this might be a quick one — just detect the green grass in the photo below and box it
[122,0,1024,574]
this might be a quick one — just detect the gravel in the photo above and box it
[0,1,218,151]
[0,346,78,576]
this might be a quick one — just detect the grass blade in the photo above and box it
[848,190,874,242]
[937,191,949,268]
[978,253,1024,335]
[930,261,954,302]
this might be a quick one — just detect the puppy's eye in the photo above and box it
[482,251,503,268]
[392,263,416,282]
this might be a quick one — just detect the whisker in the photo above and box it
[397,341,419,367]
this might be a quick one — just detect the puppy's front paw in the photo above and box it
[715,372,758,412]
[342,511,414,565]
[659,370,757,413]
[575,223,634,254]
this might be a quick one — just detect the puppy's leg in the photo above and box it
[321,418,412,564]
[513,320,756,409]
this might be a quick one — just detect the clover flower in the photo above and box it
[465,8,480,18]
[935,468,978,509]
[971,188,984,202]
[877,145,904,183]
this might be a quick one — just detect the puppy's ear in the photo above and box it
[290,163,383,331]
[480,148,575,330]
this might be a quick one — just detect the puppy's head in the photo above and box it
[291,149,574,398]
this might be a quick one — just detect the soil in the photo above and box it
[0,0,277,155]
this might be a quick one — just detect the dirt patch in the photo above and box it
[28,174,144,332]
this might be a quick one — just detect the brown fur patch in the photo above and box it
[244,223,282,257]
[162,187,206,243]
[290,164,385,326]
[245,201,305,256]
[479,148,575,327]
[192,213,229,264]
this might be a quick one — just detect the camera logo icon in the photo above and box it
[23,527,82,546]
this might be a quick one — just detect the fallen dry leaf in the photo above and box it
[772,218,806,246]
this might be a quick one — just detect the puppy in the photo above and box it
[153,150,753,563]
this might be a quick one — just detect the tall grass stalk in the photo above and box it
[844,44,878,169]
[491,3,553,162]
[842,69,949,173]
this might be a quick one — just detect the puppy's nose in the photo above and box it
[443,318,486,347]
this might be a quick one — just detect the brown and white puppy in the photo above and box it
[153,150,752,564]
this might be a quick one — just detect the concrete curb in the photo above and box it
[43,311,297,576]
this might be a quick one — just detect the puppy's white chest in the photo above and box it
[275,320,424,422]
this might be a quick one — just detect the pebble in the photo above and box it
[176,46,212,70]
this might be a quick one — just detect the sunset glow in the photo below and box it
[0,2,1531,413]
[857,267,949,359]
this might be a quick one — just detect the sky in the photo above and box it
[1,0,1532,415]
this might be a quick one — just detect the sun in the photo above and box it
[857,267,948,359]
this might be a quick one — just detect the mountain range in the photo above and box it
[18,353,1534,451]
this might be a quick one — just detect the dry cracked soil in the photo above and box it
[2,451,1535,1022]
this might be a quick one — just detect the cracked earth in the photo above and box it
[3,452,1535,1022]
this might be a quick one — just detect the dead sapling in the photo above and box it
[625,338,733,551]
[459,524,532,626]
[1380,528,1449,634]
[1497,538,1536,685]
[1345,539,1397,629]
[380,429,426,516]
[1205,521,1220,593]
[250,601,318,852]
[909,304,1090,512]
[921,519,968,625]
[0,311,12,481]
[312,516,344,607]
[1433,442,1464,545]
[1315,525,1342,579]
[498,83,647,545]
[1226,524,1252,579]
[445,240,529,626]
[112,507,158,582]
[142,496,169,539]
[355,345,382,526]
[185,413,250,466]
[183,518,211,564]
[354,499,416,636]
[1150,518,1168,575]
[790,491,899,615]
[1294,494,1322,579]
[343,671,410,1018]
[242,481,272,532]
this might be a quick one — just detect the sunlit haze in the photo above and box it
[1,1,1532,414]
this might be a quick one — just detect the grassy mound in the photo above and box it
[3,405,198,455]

...

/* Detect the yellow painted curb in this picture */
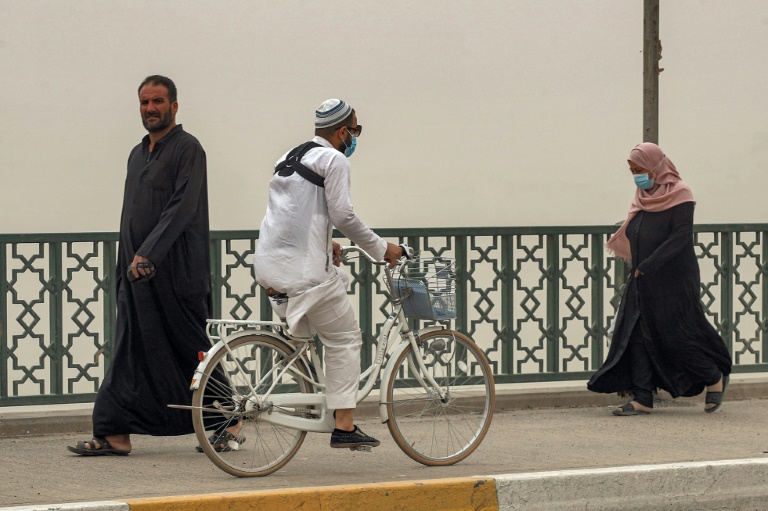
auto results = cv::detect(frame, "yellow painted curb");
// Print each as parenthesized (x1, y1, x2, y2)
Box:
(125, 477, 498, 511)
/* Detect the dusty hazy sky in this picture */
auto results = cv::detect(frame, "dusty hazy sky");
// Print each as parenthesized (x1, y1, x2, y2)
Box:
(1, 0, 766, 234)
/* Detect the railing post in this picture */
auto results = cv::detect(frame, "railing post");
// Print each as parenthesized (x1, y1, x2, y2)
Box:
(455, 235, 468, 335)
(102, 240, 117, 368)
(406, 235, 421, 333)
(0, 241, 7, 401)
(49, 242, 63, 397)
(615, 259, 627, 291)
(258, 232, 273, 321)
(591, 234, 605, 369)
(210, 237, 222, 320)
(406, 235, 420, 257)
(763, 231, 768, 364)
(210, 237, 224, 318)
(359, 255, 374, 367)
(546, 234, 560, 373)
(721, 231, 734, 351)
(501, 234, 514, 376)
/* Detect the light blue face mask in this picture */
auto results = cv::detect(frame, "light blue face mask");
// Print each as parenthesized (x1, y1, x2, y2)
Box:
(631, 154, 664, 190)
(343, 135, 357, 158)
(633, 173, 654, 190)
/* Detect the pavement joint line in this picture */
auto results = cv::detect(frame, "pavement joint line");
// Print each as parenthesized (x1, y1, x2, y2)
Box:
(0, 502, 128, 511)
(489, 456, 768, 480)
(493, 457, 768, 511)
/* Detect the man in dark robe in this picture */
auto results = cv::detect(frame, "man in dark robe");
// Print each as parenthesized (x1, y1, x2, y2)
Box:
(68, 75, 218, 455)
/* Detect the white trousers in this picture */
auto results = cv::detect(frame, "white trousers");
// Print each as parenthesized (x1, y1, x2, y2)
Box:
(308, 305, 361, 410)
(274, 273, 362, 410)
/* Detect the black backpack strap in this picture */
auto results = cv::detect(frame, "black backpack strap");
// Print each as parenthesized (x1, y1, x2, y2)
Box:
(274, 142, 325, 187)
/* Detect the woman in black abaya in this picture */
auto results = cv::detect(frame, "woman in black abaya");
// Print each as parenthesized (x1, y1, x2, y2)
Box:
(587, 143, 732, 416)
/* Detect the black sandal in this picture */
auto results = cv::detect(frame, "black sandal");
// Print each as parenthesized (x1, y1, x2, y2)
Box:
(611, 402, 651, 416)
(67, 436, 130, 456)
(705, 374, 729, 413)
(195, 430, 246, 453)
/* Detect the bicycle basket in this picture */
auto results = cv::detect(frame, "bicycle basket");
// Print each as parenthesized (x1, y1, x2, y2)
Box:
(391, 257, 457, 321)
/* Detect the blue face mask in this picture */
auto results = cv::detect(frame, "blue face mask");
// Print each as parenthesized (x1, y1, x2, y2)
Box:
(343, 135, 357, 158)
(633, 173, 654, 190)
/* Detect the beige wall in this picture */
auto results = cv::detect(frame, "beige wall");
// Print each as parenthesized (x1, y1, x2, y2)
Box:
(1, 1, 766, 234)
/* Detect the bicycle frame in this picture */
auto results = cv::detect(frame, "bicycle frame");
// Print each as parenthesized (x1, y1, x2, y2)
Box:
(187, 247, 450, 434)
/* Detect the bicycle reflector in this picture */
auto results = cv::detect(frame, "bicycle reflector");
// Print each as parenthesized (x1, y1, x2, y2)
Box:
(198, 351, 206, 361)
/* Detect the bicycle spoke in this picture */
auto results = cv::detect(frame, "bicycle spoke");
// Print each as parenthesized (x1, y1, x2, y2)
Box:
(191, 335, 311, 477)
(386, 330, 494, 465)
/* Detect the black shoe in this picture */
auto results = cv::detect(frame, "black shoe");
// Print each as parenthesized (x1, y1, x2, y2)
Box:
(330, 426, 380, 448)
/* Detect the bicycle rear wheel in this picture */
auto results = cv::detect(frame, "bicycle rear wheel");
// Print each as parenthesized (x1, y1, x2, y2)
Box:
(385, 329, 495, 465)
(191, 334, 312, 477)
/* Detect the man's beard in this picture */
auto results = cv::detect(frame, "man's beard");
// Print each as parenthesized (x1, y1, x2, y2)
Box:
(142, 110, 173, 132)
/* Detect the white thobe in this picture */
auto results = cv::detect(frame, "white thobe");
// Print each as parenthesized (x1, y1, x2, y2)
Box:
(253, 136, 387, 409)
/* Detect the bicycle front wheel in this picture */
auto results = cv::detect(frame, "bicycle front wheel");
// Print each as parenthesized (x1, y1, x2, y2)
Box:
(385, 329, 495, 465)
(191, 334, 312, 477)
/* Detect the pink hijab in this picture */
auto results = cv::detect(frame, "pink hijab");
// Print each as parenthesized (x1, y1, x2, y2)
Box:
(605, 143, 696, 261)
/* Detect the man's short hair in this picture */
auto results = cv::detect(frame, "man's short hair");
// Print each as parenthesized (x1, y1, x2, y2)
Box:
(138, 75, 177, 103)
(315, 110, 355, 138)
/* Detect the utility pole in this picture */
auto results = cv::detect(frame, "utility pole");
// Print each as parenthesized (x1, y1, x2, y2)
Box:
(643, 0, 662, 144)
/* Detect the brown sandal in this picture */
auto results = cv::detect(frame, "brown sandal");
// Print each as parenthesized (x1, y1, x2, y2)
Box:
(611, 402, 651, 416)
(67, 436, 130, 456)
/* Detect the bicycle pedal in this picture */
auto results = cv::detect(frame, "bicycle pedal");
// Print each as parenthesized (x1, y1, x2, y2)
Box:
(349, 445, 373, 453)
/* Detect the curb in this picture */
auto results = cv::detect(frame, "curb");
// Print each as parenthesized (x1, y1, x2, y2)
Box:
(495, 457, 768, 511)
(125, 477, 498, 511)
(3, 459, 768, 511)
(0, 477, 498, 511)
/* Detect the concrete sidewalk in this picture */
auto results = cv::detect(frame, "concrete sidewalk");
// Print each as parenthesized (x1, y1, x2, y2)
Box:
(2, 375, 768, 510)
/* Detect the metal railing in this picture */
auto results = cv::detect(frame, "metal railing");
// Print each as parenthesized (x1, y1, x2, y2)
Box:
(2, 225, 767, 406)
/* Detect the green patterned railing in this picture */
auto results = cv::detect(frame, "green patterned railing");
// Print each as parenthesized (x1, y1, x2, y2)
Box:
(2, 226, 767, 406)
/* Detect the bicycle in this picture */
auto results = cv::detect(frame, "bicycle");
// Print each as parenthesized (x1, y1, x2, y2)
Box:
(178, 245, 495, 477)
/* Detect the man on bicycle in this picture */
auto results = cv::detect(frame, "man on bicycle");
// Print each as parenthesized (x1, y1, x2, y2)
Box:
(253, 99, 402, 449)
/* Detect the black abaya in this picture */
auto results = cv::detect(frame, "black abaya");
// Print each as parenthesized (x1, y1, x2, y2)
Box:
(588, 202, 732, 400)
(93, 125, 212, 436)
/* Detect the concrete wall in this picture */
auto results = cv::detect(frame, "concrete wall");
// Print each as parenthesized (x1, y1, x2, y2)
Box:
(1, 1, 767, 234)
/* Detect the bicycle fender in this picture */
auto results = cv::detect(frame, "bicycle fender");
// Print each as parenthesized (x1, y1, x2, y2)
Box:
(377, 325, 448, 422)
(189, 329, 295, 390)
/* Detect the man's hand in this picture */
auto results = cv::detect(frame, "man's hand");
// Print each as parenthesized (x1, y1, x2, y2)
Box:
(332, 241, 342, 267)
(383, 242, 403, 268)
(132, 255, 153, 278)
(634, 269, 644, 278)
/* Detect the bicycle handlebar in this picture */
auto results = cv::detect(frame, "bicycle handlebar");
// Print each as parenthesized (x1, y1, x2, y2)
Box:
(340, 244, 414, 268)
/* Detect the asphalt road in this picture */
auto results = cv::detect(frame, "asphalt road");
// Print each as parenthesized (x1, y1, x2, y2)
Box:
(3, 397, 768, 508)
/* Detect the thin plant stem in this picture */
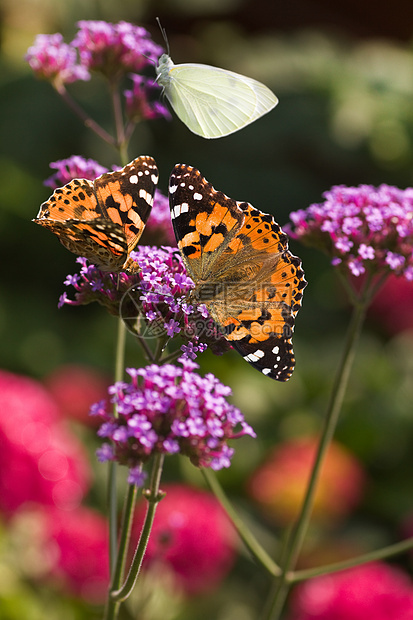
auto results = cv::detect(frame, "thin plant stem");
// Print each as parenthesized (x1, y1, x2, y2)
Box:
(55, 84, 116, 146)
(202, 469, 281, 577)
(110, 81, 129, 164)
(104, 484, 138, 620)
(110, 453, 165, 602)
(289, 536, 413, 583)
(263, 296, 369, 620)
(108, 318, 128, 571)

**TASK BRIEF**
In the listing above, find the line holding "black sandal in this picture */" and the line holding "basket in this picture */", then output those two lines and every line between them exactly.

**EXPECTED OUTPUT**
/* Detect the black sandal in this picture */
auto results = cv::detect(frame, "black sandal");
// Print each as parenthesized (x1, y1, x2, y2)
Box:
(611, 402, 651, 416)
(67, 436, 130, 456)
(705, 374, 729, 413)
(195, 430, 246, 453)
/* Detect the bicycle basket in this picture */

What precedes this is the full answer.